Exercise prompt.
The entries below should appear again in your reply, word for word.

==== Extracted information

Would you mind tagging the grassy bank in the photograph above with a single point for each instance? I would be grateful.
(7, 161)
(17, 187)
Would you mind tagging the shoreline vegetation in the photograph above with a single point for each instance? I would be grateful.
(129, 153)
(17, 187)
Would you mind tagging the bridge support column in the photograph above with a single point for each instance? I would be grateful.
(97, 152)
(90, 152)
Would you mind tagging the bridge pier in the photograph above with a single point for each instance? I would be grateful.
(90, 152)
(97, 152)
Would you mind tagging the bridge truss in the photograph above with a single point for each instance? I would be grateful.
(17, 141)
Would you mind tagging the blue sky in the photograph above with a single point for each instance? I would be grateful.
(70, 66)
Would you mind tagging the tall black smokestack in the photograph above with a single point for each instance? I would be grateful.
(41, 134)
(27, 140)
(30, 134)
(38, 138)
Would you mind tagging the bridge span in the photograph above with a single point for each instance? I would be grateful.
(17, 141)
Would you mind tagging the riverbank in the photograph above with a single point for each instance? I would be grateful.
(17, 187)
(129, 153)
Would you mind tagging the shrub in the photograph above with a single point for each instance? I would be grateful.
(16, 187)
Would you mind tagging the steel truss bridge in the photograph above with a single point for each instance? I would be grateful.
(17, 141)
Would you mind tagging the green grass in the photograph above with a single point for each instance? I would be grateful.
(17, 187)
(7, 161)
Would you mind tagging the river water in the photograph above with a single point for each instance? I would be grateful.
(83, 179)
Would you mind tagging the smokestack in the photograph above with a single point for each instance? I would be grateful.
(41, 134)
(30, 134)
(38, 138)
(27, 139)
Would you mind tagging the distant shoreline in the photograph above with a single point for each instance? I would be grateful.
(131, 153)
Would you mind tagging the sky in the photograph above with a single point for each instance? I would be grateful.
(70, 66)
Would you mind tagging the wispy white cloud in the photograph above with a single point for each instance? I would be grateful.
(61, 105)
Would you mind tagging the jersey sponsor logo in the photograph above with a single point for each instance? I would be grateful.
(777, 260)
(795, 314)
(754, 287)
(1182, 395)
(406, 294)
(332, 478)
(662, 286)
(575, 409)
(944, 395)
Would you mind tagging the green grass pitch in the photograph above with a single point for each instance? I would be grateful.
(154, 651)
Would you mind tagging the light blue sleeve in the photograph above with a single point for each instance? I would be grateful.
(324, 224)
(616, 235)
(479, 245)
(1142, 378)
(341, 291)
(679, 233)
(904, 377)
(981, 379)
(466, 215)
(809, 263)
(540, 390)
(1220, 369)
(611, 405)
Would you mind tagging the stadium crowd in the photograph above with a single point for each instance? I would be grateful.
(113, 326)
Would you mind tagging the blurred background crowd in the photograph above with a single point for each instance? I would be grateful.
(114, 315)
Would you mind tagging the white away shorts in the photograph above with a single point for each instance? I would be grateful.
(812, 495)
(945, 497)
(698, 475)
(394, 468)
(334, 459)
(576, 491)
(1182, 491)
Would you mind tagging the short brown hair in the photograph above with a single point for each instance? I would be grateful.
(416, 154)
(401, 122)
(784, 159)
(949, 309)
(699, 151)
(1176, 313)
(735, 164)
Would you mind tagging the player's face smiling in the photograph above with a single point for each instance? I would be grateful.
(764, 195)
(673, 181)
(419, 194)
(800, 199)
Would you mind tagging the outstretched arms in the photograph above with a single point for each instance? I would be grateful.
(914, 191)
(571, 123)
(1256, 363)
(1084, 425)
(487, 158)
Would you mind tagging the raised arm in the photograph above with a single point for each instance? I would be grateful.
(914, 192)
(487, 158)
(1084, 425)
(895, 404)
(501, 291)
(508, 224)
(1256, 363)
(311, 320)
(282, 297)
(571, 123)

========

Written reply.
Would you mind tagging the grassy bank in the photograph above with a single point for each instance? I would be grateful.
(7, 161)
(17, 187)
Would you mind tagging the shoreline vegetation in the photograph above with a single point for each instance? I would be grateful.
(129, 153)
(17, 187)
Would you mind tagging the bridge support column in the photograph above with a single point for each instance? I would be grateful.
(97, 152)
(90, 152)
Would you mind tagging the bridge pier in the photograph above with a single point for each instance? I would be grateful.
(90, 152)
(97, 152)
Would you mind tagging the bridge truss in the photograph above with a single point for each instance? I would be grateful.
(17, 141)
Would you mind tagging the blue sky in the photograph above with a single point for each instance? I would be grateful.
(70, 66)
Would you mind tagging the tall black smokestack in the photograph above with a single point for each instance? I would be grateful.
(41, 134)
(27, 140)
(30, 134)
(38, 138)
Would you mind tagging the bridge span in the photograph above with a single point for each instance? I would be grateful.
(17, 141)
Would you mind tagging the riverbank in the photograph above with a single point for each instance? I would be grateful.
(17, 187)
(129, 153)
Would you mind tagging the shrub in the photograph above with a single point for each instance? I would be grateful.
(16, 187)
Would you mind tagging the steel truss bridge in the photograph above with a single point for each instance? I would be grateful.
(17, 141)
Would you mind tagging the green grass in the photograph above with a single point for each instance? I would be grateful.
(17, 187)
(7, 161)
Would you mind tagging the river water in the photograph above with a single point for each instance? I would be grateful.
(83, 179)
Would you mind tagging the smokestack in the photograph above with a single point for each instance? I would be grateful.
(41, 134)
(30, 134)
(38, 138)
(27, 139)
Would you mind tagging the distant shoreline in the photograph above with a single point for each instance? I would be grateful.
(131, 153)
Would you mind tagging the sky in the photograph above with a single point for each instance? I would be grateful.
(70, 66)
Would you mind tagging the wispy white cloud in the photograph above with a single point for each instance? I would be grateful.
(61, 105)
Would you mind tagging the jersey sponsor logo in the photograph above with a single point for each instance? I would be grateful.
(777, 260)
(795, 314)
(754, 287)
(1182, 395)
(406, 294)
(332, 478)
(662, 286)
(575, 409)
(944, 395)
Would you mind tagging the green grass pitch in the photograph above with a single point for each instance? I would be grateful.
(154, 651)
Would you mind tagging the light blue sleeve in the photograph above with a single point for each instance? I would be grateful.
(324, 224)
(616, 235)
(479, 245)
(1142, 378)
(341, 291)
(679, 233)
(904, 377)
(981, 379)
(466, 215)
(809, 263)
(540, 390)
(1220, 369)
(611, 405)
Would you mind tagging the stadium crowd in the photograph above with a single point for each instance? I would be grateful.
(113, 326)
Would you mind tagging the blurred background crowd in the photograph above with a single point for each instance? I would be grateful.
(114, 315)
Would you mind tagging the white away shorts in the photograph above with a single point for each instance? I would be grateful.
(812, 495)
(945, 497)
(698, 475)
(394, 468)
(334, 459)
(576, 491)
(1182, 491)
Would you mind tagging the short brown hair in the photograph above with a single point for each instance? I would be grateful.
(416, 154)
(401, 122)
(784, 159)
(949, 309)
(699, 151)
(1176, 313)
(735, 164)
Would you mind tagging the player's face smiling in the photograph above with a single point for each instance? I would be grateful.
(764, 195)
(673, 181)
(419, 194)
(800, 199)
Would you mind tagging the outstretched arms in the photograph above with a single point for each instance? I would be grateful.
(914, 191)
(571, 123)
(1256, 363)
(1084, 425)
(487, 158)
Would you mind tagging the raised arm in the photograph above with a single point for each instance? I would be grateful.
(914, 192)
(487, 158)
(1084, 425)
(895, 404)
(501, 291)
(508, 224)
(1256, 363)
(311, 320)
(282, 297)
(571, 123)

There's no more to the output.